RUSH: Well, the Chinese were already in there helping the North Vietnamese.
CALLER: Yeah, I realize that, but the fact that was according to what the Johnson administration people will tell you is that they were afraid that it would escalate into the Third World War, and anyone who was over there in the early stages understands that the United States could have won that war.
RUSH: Of course!
CALLER: In fact, the North Vietnamese said after Tet they were willing to negotiate terms of a ceasefire.
RUSH: Well, thanks to people like Walter Cronkite, Tet was portrayed as a giant defeat for us.
CALLER: Absolutely. And then, finally, when the Nixon administration came in with their plan, they got [Nguyen Cao] Ky, and I forget the other guy’s name, but the big military guys because they needed to run the military. They succeeded in Vietnamization. The South Vietnamese were defending their territory and they were basically at a military stalemate, until the Democrats withdrew all financial support from the South Vietnamese government, and that led to everything that we know happened afterwards.
RUSH: Right, which is what the president said.
CALLER: But what Democrats now are doing is trying to do exactly the same thing. They’re trying to get the United States to be put on the block with everybody over there in installing a puppet government, and then who knows what happens after that? These people are disgraceful.
——————————
- **Work to complete**:
Repeat word for word the stretch of the Vietnam transcript from "RUSH: Well, the" through "won that war.". The entries that come next are taken from a separate source.
——————————
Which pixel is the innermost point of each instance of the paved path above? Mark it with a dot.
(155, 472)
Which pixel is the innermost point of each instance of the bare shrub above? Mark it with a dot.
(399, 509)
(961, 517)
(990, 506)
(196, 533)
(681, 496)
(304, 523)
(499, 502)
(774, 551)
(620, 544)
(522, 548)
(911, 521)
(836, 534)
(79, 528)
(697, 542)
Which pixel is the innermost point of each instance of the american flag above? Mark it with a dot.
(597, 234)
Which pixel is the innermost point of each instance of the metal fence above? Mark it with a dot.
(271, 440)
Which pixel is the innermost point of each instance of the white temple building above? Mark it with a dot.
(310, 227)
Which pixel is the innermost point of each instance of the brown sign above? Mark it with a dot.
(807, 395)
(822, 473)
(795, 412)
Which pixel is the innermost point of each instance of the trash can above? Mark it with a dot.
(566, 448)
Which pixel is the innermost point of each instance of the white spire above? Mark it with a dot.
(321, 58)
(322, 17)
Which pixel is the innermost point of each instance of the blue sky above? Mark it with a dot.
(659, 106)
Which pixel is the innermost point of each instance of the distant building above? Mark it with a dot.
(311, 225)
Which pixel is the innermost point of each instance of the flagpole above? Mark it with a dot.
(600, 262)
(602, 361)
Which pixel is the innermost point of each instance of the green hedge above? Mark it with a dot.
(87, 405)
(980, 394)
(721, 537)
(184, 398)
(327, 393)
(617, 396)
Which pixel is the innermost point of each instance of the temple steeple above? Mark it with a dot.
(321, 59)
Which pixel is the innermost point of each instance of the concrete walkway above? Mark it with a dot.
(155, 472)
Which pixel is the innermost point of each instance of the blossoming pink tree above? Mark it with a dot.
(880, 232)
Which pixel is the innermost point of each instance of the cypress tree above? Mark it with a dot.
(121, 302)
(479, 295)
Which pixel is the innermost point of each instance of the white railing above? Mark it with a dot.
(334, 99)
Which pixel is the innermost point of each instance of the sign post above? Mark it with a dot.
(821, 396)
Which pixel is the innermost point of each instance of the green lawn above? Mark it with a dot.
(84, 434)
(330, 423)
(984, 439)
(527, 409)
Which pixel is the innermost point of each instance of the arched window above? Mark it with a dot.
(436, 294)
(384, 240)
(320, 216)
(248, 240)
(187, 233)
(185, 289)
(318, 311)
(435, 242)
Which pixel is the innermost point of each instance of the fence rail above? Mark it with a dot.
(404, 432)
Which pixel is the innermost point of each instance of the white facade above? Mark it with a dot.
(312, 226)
——————————
- **Exercise solution**:
RUSH: Well, the Chinese were already in there helping the North Vietnamese.
CALLER: Yeah, I realize that, but the fact that was according to what the Johnson administration people will tell you is that they were afraid that it would escalate into the Third World War, and anyone who was over there in the early stages understands that the United States could have won that war.